▶ [What needs to be done] Find each line in the listing below that contains the word "instance", and copy those lines out in full.
-------- Data for this exercise --------
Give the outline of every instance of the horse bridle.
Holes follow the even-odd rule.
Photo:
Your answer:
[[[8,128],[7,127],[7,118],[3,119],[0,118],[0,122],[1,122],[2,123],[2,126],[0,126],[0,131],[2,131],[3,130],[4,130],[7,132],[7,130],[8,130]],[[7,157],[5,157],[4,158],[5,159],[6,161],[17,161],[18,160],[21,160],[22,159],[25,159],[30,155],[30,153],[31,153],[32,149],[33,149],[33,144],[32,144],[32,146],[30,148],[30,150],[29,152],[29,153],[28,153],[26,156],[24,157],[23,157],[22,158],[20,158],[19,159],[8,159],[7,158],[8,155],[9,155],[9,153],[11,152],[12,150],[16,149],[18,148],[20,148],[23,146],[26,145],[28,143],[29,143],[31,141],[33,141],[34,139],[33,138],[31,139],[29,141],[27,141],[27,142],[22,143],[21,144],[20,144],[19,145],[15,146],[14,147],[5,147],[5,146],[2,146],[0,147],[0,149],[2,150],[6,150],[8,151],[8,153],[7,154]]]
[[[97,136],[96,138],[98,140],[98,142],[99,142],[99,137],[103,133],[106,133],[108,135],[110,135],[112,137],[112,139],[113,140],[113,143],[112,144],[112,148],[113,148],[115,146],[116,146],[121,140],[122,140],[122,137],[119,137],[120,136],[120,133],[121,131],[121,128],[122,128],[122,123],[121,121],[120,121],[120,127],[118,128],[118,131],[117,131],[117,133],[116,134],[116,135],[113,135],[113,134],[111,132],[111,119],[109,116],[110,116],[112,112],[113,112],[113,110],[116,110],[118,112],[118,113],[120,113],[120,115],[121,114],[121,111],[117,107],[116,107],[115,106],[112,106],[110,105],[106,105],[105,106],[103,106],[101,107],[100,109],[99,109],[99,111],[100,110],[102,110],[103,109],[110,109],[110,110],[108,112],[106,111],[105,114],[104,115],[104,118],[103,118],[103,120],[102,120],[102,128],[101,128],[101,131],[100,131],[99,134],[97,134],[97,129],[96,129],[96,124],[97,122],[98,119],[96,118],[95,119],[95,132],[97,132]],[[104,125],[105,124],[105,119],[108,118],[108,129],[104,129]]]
--------
-------- Data for this exercise --------
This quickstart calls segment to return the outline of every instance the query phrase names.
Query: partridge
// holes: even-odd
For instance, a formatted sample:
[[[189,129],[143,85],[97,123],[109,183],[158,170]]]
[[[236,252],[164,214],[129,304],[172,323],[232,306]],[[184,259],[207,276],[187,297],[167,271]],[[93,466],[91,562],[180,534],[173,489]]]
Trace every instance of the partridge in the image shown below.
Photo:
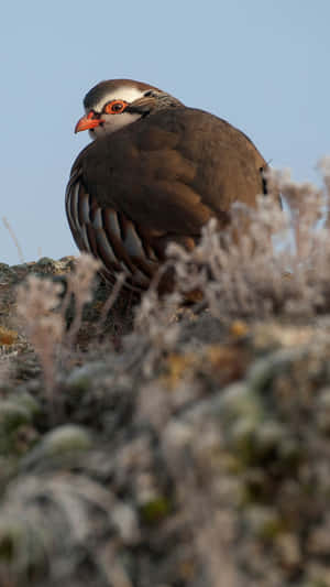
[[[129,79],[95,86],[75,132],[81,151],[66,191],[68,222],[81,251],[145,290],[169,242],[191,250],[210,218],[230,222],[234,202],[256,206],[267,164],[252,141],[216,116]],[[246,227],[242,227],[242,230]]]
--------
▶ [Problem solution]
Give the outline of every instance of the horse bridle.
This quickstart calls segment to return the outline of every instance the query phrase names.
For instance, a formatted sample:
Trace every instance of the partridge in the image shown below.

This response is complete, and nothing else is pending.